### WHAT TO WORK ON
Read the data below. Every line holding the string "blue" must be copied.

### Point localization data
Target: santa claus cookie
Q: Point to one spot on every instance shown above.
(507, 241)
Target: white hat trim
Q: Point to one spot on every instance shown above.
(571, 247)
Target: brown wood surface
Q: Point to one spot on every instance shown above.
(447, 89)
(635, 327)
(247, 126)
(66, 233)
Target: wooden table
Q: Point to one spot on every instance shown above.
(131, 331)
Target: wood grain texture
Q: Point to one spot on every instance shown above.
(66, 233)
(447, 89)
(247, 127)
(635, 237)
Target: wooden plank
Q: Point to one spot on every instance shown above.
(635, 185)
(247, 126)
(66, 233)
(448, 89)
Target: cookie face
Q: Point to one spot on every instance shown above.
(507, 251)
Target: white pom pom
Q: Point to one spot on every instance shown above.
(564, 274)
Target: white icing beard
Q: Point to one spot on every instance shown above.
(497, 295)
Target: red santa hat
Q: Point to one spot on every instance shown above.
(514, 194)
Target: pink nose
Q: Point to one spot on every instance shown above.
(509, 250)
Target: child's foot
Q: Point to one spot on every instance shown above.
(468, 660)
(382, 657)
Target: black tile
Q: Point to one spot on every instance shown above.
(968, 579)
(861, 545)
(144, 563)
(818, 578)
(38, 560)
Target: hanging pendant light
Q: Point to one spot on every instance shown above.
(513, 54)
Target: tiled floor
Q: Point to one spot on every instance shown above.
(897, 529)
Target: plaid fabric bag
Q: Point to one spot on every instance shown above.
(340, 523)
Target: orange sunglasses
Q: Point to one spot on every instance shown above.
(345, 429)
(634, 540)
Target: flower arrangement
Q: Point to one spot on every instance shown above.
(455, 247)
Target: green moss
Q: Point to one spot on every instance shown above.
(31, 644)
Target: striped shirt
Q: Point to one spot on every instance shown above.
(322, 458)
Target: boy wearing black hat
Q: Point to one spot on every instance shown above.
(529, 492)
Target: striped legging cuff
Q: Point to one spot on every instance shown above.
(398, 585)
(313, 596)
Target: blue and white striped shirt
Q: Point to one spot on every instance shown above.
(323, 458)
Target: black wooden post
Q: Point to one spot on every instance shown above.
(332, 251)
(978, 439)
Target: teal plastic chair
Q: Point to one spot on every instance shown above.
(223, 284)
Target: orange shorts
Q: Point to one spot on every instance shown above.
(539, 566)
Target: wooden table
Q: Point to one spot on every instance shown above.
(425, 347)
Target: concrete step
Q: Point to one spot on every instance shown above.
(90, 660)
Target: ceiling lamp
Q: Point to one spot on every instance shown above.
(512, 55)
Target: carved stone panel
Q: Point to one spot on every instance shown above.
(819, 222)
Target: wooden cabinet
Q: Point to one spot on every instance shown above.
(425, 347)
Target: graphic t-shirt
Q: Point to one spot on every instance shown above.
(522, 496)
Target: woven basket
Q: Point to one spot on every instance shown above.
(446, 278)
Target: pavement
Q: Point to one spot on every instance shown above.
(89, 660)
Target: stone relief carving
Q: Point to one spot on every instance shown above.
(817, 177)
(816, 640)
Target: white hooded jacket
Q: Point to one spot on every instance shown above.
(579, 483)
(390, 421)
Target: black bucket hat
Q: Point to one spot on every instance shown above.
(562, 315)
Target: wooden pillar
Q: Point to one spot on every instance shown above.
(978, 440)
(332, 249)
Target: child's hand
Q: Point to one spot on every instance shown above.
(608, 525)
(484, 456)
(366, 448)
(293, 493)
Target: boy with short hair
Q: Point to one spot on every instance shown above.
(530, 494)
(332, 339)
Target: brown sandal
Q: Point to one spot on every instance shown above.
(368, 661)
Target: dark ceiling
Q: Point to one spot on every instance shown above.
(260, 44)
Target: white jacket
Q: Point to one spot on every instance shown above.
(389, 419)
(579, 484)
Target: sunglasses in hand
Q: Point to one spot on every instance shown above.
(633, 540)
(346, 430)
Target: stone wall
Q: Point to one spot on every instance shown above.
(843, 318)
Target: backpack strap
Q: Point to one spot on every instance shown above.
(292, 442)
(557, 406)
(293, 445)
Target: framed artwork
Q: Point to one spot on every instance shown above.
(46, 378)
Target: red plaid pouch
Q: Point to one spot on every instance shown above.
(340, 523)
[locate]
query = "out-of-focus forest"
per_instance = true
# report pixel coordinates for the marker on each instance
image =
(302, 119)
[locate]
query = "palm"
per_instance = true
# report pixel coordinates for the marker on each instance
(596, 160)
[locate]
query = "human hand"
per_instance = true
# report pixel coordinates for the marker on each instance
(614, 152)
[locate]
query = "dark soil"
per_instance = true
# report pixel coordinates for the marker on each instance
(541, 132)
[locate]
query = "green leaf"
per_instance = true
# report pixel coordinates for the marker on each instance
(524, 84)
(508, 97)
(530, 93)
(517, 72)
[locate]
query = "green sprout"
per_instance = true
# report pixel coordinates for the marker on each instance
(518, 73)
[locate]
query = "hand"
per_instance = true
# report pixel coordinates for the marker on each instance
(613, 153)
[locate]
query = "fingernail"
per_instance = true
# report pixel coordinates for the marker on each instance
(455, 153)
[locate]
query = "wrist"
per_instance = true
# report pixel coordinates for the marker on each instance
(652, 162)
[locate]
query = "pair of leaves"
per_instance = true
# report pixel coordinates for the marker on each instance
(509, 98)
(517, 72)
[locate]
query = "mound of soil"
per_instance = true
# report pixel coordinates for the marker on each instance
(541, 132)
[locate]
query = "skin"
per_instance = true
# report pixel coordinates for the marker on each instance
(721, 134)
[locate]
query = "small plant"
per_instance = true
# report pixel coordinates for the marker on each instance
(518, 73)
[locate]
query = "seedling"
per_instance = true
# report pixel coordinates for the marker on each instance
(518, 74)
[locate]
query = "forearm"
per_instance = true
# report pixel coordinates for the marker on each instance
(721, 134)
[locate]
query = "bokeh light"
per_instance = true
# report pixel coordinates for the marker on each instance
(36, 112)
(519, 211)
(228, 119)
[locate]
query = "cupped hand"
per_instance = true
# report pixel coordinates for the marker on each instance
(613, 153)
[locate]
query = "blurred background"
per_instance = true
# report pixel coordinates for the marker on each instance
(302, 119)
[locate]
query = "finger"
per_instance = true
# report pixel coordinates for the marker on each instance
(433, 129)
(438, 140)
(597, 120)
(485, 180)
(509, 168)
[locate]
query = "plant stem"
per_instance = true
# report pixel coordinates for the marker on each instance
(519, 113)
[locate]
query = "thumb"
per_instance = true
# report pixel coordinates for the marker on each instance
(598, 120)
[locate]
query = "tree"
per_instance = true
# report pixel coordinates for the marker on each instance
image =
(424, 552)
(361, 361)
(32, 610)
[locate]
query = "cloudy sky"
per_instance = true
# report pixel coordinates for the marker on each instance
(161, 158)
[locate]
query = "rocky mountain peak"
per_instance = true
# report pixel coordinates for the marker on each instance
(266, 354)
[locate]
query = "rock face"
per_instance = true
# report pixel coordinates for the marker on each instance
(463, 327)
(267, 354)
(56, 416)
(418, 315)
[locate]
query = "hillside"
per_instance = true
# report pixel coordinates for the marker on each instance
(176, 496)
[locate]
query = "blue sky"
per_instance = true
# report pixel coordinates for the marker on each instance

### THE ANSWER
Target: blue and white striped shirt
query = "blue sky"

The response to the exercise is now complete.